ACTIVITY 1
Quote the essay on finite existence word for word, starting at "In an important" and ending at "but truly worthless.".
ACTIVITY 2
Please extend the essay on finite existence, picking up right after its final sentence.

GIVEN TEXT
The Worthlessness of Ineternity

In an important way, the proponents of cloudy penthouse condos where you meet Grandma again, even if they don't believe it in their private, scared moments, are often more intellectually advanced than those who recognize the flaws in such material shows. Grasping for eternity, even dishonestly, holds a superior truth in that regard, to its near sibling, namely the recognition that the great holy man is just making money. A finite existence is "so worthless" that it might as well not be had at all. Even as chattel for a future race of dimension-jumping pleasure-angels, it is not only unjust, but truly worthless.

We'll necessarily refer often to large time scales in such a discussion. For any quantity of finite time, we may just use "googol," even if the real number would turn out to be "ten million years" or "three hundred billion years" or "a googol googol googol years."

Memory deletion makes memories worthless. Take ten thousand years of human memory. Start with the major life experiences of, oh, one percent of the people who lived during that ten thousand years. Being vaguely content and happy that Mommy is there; being excited that now you can walk and decide what places you can get to; seeing something you want, and getting it; seeing yourself more grown, and imagining a fully-capable you; seeing someone of the opposite sex that you want, and getting it; having offspring; seeing offspring succeed at something; seeing offspring teach its offspring how to succeed at something; realizing it's going to end; that last moment. Throw into active memory the corresponding one percent of events "of historical significance" based on any selection bias you want. Spear developed; missile successfully launched; enemies successfully defeated. Throw in, too, one percent of significant individual achievements with same self-selected or random choice of bias: richest, lordliest, most powerful, truly good, truly pure, developed immortal technology--all of it.

Pass that ten thousand years. Then another. Then technological immortality is developed. At some point after that, universal data backups, instantly and constantly scanning, are developed. Everything prior to that is gone, except for the tracest pieces of scarce, incomplete, then-biased historical significance. People who spend their time learning about the past can only speculate about what untold quantities of information they've lost forever--if they even care. The greatest love, the finest melody, the most poignant sacrifice--gone.

Being here, now, on Terra 2018, comes with a similar, but amazingly smaller, set of metaphysical quandaries. The peoples who are, from our current perspective, gone and forgotten will be duplicated by whoever comes after, if a red giant Sol or a folding dimensional verse or just some damn local war wipe out everyone before they can escape. Survive all that, and a hypothetical finity still wins.

Worthless memories make everything worthless. Now bring that googol years into play. Then end the hypothetical finite existence. The entire time, wiped out. Everything, everywhere, every time, that was good, bad, boring, currently- or retroactively-significant or not, is equalized in nonexistence. (If you're interested, you might find your own parallel between that and the inborn passion some have for advocating for material equality.) The greatest betrayal by the most treacherous entity in a googol years has utterly vanished, as has the greatest achievement by the most heroic entity in a googol years. No one is left to contemplate it. No one ever can or ever will. A googol years later, all the pleasure and satisfaction that it was amazing, is gone. It's not a question of no one caring or being able to care any longer so much as it isn't a question. It never was and never will be.

DATASET EXTRACT
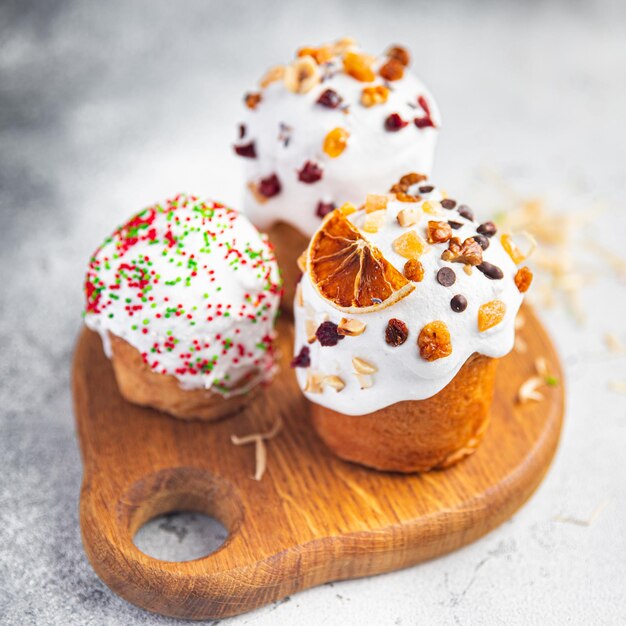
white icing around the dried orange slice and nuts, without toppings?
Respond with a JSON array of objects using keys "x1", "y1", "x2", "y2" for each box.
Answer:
[{"x1": 294, "y1": 181, "x2": 522, "y2": 415}]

RESPONSE BOX 1
In an important way, the proponents of cloudy penthouse condos where you meet Grandma again, even if they don't believe it in their private, scared moments, are often more intellectually advanced than those who recognize the flaws in such material shows. Grasping for eternity, even dishonestly, holds a superior truth in that regard, to its near sibling, namely the recognition that the great holy man is just making money. A finite existence is "so worthless" that it might as well not be had at all. Even as chattel for a future race of dimension-jumping pleasure-angels, it is not only unjust, but truly worthless.

RESPONSE BOX 2
Everything in a hypothetical ineternal existence suffers this fate. The best art, the worst art, the best love, the coolest right hook to the jaw ever--not even gone, but never was, since the strictures of time, the guideposts of how matter behaves, don't exist. In actuality--sic--such a scenario is impossible.

We can thus conclude that, even if here we can't understand how, the absence of eternity is, for lack of a better word, "fatal" to anything. That time your pants fell down when you were accepting the award; that time you machine-gunned those forty nuns: irrelevant. When all balance sheets are going to be cleared--when all balance sheets can be cleared, at any time, for any non-reason, for all or one potential "reason"--that existence is so broken, so impossible, that anything that would happen inside it would be worthless. Honor, treachery, et cetera.

Believing in things or not believing in things. Another irrelevancy if it doesn't matter anyway. This one has long sought salvation in the materially appropriate mantra that if it doesn't matter then it doesn't matter anyway. Balm for the times.

The fundamental way that what we recognize here as Jewish monotheism "won over" Europe, and then Terra, was in taking a murder-god who wins and promises temporal material pleasure and adapting it to promises that, whatever the innumerable and differing details, there was an eternity. And selling you back something you already owned before you got here was a great way to amass material. And it--the inherent indignity, the "inhumanity" of that act--is important, is meaningful, only because there is always more.

The specifics about ineternal worthlessness are many and varied. It is Bang-popular, now, for the seemingly rich to adopt a carefree attitude toward finity, wherein things find a value because they're going away. That's quite literally insane as far as perspectives go; it is similar in form to the inversion-reverential belief that finite resources produce the only true, reliable, or sizable resources. Think of the argument that "making love on the beach after we had those margaritas only matters since it isn't an everyday thing."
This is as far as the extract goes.